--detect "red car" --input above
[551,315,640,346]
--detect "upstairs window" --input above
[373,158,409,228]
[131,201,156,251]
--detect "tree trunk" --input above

##########

* WRITTEN INSTRUCTION *
Reproduce every line of the material above with no changes at all.

* SOLUTION TO THIS TASK *
--detect "red car" --input above
[551,315,640,346]
--detect "upstairs window" --input above
[373,158,409,228]
[131,201,156,251]
--detect "tree trunk" --input above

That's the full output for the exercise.